/---

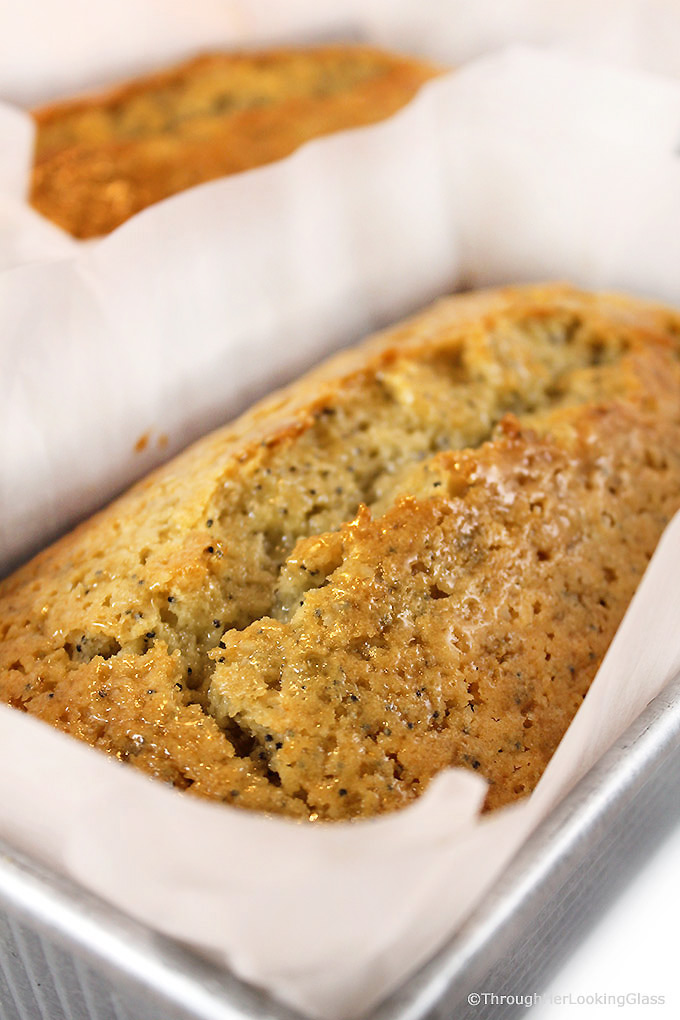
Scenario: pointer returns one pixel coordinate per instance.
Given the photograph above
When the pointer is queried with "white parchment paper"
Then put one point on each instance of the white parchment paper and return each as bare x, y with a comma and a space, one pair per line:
521, 165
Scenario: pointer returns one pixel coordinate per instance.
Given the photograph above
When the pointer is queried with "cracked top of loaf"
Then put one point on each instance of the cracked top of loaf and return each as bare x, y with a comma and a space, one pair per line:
99, 160
413, 558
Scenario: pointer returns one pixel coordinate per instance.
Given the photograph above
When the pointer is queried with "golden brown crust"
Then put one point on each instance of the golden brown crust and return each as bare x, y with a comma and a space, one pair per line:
241, 623
101, 159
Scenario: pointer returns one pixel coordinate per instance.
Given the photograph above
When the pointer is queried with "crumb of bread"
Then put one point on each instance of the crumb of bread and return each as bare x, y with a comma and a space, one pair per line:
415, 558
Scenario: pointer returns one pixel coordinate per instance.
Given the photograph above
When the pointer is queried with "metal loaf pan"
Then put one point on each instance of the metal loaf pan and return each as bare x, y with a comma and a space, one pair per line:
66, 955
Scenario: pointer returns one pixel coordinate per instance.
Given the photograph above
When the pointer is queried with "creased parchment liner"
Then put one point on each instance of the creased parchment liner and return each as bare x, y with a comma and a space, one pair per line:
262, 273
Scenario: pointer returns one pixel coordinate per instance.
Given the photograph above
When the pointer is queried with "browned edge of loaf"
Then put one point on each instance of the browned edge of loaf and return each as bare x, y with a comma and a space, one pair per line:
89, 188
578, 435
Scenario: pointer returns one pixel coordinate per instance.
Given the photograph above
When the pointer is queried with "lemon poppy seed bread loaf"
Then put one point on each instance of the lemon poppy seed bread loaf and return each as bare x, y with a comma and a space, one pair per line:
101, 159
415, 557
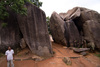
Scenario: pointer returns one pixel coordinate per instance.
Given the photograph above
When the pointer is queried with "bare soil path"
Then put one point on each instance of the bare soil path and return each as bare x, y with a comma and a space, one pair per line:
56, 61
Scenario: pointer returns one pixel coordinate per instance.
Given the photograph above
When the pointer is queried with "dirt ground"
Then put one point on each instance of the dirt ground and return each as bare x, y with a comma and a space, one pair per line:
60, 52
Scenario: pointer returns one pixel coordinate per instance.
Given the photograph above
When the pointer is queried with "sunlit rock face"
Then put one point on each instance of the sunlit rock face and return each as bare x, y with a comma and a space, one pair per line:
87, 23
32, 28
35, 31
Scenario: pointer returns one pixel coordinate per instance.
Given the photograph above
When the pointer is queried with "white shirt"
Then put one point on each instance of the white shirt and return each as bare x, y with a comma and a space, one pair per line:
9, 54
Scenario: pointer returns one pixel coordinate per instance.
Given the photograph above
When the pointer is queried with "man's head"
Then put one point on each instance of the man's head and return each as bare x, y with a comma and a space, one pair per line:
9, 48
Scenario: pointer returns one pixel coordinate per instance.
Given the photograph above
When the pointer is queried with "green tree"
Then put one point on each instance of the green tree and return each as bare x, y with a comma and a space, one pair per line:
48, 23
37, 3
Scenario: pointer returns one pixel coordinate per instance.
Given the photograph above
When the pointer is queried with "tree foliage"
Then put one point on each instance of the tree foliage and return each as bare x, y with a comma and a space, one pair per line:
16, 6
37, 3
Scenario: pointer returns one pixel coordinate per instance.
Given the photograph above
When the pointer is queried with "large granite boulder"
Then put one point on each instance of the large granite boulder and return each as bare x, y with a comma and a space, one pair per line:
85, 27
34, 30
57, 29
9, 33
87, 21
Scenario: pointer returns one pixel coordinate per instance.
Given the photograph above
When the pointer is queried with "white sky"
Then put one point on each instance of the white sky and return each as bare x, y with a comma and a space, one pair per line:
49, 6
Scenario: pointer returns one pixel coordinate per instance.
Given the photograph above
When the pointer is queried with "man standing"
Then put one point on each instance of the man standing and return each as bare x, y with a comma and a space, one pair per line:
9, 57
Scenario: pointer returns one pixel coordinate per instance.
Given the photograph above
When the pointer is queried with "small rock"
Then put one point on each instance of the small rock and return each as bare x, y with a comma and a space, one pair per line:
37, 58
83, 53
78, 50
67, 60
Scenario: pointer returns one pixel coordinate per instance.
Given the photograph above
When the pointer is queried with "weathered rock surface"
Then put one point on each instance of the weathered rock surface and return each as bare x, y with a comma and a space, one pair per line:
91, 30
23, 43
9, 33
34, 31
85, 27
57, 29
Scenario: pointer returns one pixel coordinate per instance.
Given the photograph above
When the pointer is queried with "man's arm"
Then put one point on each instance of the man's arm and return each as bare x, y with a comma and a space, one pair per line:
6, 58
6, 55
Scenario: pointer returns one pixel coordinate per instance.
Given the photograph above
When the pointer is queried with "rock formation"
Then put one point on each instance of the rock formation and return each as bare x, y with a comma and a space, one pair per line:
32, 28
9, 33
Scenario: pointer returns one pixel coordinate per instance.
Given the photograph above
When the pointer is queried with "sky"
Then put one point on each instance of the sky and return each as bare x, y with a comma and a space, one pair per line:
49, 6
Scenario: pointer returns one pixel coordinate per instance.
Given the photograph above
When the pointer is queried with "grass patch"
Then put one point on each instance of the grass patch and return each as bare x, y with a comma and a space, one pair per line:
98, 55
1, 54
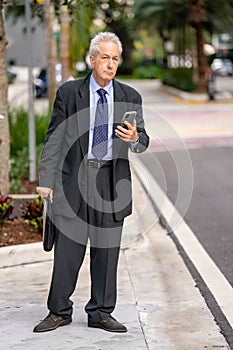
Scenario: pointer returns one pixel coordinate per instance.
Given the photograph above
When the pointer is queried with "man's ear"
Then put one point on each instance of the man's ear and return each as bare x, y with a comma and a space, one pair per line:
92, 61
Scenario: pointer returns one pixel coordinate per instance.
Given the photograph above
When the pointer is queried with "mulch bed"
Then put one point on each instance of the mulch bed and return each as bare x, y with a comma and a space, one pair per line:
17, 230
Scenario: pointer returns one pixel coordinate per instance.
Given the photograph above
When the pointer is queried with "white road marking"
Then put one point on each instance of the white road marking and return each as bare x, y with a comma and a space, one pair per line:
210, 273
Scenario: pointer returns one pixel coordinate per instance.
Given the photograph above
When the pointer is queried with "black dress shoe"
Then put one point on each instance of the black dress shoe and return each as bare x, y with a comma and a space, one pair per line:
51, 322
109, 324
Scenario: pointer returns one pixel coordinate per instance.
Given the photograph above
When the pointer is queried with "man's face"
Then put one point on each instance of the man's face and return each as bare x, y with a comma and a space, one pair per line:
106, 62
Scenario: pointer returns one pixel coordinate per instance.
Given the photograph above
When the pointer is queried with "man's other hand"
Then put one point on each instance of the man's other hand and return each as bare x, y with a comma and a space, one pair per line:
45, 192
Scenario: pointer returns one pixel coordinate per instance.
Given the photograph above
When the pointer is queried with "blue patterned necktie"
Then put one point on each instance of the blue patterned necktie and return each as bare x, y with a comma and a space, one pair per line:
100, 135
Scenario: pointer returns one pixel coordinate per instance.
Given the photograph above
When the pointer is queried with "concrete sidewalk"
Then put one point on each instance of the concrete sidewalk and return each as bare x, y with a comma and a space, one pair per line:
157, 297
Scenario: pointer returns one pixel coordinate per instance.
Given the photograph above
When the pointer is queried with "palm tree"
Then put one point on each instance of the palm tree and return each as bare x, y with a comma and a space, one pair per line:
165, 15
4, 126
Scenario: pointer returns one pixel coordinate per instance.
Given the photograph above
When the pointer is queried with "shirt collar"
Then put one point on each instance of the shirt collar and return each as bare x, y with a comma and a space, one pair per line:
94, 86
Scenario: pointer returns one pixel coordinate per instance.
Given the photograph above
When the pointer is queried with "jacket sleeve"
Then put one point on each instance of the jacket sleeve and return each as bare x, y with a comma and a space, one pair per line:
143, 137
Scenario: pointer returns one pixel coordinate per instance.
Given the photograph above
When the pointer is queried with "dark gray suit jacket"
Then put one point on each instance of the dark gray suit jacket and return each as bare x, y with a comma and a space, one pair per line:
62, 165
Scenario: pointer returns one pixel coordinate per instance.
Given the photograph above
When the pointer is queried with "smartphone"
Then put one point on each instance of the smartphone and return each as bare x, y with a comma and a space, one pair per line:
129, 117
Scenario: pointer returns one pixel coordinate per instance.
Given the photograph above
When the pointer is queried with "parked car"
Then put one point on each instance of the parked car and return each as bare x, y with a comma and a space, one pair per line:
41, 82
11, 76
222, 66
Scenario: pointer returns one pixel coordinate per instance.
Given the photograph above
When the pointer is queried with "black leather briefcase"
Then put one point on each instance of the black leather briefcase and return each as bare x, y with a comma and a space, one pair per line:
48, 226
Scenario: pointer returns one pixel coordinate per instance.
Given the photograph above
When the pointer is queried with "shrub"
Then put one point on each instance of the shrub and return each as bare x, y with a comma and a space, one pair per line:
33, 212
18, 124
19, 168
148, 71
181, 78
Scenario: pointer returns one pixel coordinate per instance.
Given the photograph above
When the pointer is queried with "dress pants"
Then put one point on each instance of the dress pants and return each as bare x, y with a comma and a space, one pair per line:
95, 222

\---

*Description of the task:* Only the lines from the one containing "Then put one point on each instance of the dress" through the last line of the records belong in the answer, each written out exactly.

*Completed exercise:*
Then put one point on each instance of the dress pants and return each as bare x, y with a comma and a space, one pair per line:
95, 222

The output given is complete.